What to produce ▸ Pick out every line of the data below that contains the string "tree", treating uppercase and lowercase as distinct, and copy each such line.

Contour annotation records ▸
----------
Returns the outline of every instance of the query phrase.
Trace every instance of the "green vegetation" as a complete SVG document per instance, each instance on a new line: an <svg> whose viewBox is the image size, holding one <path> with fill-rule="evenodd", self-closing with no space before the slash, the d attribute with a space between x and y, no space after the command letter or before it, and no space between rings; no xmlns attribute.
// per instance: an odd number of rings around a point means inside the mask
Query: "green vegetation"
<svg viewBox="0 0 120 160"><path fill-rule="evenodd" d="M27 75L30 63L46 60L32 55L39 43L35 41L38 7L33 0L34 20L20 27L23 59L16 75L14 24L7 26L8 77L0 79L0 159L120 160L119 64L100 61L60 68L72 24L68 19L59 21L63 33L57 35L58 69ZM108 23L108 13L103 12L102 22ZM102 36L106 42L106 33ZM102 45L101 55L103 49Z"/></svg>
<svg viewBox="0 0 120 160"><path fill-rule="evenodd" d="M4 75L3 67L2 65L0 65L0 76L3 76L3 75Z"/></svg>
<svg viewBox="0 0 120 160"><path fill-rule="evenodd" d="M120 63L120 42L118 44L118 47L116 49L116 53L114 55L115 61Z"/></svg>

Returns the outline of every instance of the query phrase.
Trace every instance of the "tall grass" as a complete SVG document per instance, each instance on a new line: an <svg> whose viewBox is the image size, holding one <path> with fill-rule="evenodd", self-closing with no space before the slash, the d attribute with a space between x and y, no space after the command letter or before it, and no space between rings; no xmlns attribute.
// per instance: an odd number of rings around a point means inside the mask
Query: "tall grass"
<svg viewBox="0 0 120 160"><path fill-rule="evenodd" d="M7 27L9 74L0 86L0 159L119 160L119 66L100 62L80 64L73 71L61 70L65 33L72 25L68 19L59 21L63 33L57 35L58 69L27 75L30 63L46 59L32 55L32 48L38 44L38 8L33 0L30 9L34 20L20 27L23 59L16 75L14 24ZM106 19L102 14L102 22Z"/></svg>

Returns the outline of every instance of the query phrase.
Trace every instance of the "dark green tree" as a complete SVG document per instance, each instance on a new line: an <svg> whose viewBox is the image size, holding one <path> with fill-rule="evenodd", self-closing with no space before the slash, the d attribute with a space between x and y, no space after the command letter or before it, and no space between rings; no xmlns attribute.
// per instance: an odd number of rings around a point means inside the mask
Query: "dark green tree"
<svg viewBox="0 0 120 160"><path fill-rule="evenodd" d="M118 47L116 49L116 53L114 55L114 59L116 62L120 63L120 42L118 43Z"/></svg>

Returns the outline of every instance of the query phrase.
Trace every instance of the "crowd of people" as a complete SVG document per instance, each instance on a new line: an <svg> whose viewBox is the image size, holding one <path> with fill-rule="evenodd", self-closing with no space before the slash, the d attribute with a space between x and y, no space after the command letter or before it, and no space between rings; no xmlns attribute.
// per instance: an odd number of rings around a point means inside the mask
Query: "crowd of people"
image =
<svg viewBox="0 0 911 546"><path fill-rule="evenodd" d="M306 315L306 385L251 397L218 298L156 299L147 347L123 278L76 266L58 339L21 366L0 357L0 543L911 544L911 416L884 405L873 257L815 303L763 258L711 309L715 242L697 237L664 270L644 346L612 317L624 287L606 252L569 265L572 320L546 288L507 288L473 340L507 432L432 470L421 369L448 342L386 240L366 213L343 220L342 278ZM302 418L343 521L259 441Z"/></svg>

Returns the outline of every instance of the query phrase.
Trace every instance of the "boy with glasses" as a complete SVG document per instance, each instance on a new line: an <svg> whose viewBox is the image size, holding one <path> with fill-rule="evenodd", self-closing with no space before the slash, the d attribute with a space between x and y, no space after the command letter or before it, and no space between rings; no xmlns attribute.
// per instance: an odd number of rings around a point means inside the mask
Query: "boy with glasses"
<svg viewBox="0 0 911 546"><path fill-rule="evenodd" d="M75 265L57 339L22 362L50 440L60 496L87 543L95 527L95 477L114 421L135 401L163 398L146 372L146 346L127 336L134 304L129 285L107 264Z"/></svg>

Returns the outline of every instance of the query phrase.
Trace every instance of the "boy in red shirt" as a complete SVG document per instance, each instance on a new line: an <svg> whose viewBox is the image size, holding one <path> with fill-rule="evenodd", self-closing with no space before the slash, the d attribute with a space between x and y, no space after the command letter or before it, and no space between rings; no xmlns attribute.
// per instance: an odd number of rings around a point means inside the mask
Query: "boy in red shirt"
----------
Answer to the task ▸
Trace every instance of the "dark green tree" as a complete SVG document per instance, each instance on a new line: an <svg> whose viewBox is the image size, holding one <path> with fill-rule="evenodd", self-closing with no space before the slash, the d attribute with a space between x and y, no space after the command letter or before it, and no space between rings; no xmlns attribute.
Query: "dark green tree"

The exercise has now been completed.